Brandon Goodship (born 22 September 1994) is an English footballer who plays as a forward for Salisbury.

Career

AFC Bournemouth
Born in Poole, and raised in nearby Corfe Mullen, Goodship joined the AFC Bournemouth academy at the age of 12.

On 20 February 2016, Goodship joined League Two side Yeovil Town on a one-month loan deal, he made his debut later that day as a substitute against Portsmouth. He scored his first goal for Yeovil in the crucial 1–0 win over Dagenham & Redbridge, on 27 February 2016.

On 31 August 2016, Goodship joined National League side Braintree Town on a long-term loan deal.

Yeovil Town
On 13 January 2017, Goodship re-signed for Yeovil Town on a contract until the end of the 2016–17 season, after having had his Bournemouth contract cancelled by mutual consent. At the end of the 2016–17 season, Goodship was released by Yeovil along with five other players.

Weymouth
Following his release from Yeovil, Goodship signed for Southern League Premier Division side Weymouth on a one-year contract. He scored 38 league goals in his first season and won the 2017–18 Southern League Premier Golden Boot. Goodship won his first England C cap in March 2019 when he came on as a sub against Wales. He scored 39 goals in his second season with Weymouth and won the 2018–19 Southern League Premier Golden Boot again, as well as the National Game Awards Step 3/4 Player of the Season.

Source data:
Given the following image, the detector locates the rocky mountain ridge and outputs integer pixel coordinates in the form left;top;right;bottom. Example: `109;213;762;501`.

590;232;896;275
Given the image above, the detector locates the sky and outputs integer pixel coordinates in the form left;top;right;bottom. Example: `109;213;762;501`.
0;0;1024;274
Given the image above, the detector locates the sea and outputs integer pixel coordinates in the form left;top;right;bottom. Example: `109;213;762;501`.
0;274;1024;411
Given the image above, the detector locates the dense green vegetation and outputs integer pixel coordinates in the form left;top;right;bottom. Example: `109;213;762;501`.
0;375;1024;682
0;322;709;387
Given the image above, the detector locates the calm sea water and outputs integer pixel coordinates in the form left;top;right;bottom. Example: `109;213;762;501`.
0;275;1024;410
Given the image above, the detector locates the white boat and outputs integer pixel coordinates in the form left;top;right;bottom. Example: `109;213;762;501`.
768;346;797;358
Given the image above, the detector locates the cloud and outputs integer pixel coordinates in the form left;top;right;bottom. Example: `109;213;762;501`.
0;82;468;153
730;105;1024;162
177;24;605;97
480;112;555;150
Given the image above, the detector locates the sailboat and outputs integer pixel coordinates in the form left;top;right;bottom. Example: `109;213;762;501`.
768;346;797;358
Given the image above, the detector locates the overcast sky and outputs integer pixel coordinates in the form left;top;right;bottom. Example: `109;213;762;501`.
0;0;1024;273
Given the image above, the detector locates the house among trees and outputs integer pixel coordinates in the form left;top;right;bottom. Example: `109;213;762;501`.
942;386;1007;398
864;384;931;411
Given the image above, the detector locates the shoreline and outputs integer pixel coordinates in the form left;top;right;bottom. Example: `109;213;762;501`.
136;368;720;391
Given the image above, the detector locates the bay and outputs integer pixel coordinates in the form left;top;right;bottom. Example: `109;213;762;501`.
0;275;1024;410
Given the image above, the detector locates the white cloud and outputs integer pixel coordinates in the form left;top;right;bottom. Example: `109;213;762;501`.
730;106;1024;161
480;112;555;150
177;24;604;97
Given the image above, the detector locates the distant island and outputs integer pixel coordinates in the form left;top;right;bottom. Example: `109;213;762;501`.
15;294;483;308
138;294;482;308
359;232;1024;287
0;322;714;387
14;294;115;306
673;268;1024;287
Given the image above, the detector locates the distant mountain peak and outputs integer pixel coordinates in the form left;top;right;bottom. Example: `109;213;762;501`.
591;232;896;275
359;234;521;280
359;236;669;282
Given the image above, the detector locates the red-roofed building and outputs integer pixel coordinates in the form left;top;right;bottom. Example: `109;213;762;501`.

--

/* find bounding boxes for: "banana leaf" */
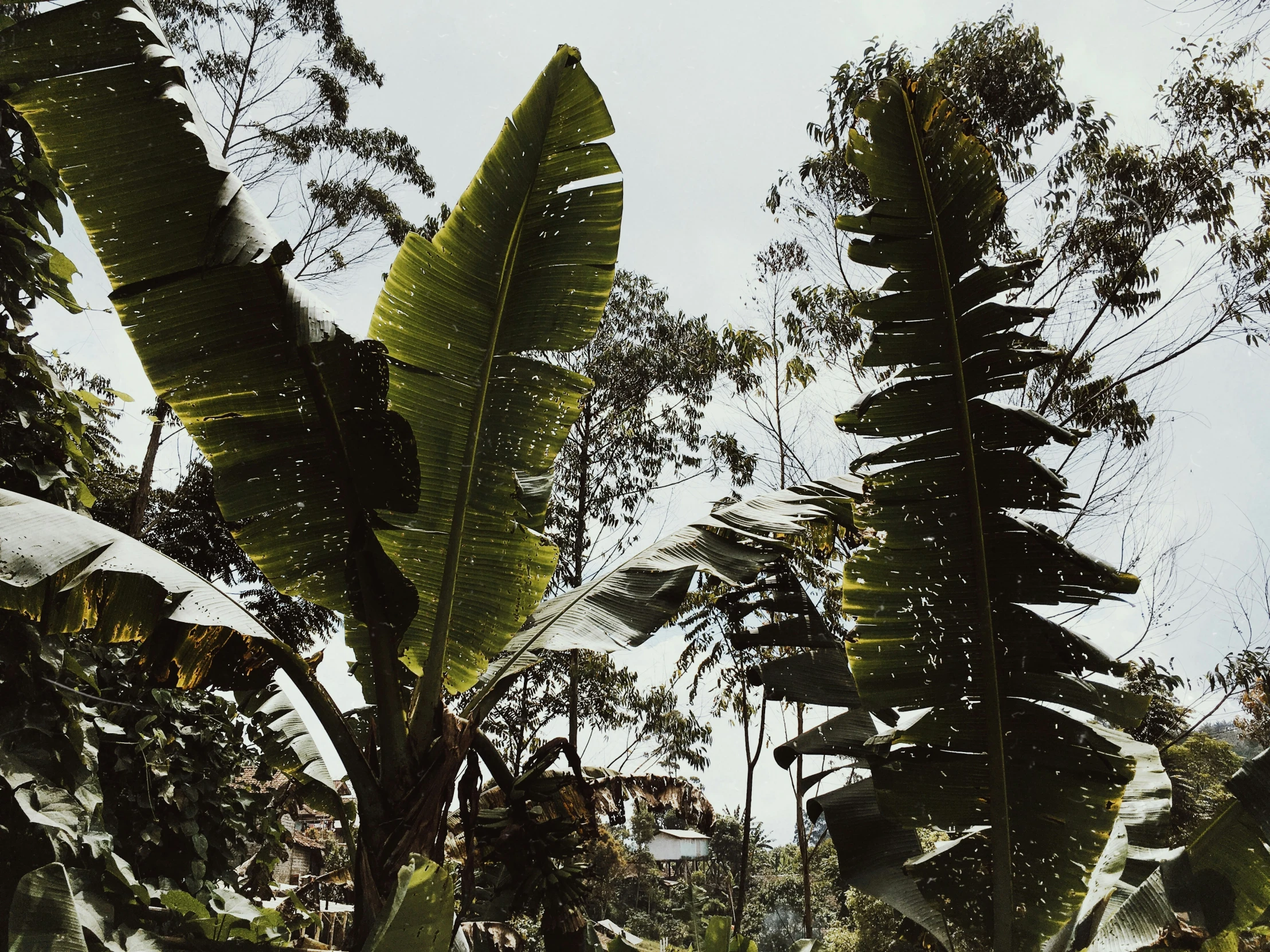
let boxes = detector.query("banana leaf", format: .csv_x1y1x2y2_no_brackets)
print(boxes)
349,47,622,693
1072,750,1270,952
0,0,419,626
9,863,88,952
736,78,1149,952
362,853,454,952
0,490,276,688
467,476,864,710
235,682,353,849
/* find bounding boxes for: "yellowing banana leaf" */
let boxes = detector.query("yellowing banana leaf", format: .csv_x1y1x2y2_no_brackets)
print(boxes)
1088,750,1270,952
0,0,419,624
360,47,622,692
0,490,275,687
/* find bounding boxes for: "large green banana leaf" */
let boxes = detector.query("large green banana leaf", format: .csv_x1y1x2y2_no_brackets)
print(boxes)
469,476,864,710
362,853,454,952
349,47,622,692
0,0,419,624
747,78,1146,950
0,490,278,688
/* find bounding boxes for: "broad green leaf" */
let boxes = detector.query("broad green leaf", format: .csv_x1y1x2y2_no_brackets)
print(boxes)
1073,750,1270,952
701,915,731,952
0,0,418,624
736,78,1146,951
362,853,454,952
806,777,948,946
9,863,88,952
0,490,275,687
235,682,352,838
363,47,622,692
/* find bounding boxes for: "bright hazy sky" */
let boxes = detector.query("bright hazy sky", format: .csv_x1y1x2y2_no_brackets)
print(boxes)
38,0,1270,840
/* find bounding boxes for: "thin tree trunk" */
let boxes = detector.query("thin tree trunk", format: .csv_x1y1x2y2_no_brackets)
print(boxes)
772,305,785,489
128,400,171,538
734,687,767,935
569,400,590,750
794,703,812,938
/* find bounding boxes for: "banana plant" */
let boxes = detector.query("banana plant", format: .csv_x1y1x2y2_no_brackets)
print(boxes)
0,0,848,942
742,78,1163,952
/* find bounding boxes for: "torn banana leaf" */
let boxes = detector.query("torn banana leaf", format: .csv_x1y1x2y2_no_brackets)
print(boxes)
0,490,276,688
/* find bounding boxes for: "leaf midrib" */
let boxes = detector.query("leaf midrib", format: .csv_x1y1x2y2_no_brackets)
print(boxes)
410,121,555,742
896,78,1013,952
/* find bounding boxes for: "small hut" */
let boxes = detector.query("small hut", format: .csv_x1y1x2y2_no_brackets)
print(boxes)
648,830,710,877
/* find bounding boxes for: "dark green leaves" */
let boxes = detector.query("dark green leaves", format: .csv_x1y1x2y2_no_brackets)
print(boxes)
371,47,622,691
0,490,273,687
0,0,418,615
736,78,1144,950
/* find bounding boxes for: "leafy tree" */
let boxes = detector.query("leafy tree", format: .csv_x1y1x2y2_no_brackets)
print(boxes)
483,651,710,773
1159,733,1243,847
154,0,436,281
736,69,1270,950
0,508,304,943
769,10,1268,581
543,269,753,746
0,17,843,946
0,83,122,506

Work to do: Give everything from "Brandon Goodship (born" down to "27 February 2016." in the footballer's biography again, with "Goodship" swapped for "Brandon" wherever it appears.

Output below:
Brandon Brandon (born 22 September 1994) is an English footballer who plays as a forward for Salisbury.

Career

AFC Bournemouth
Born in Poole, and raised in nearby Corfe Mullen, Brandon joined the AFC Bournemouth academy at the age of 12.

On 20 February 2016, Brandon joined League Two side Yeovil Town on a one-month loan deal, he made his debut later that day as a substitute against Portsmouth. He scored his first goal for Yeovil in the crucial 1–0 win over Dagenham & Redbridge, on 27 February 2016.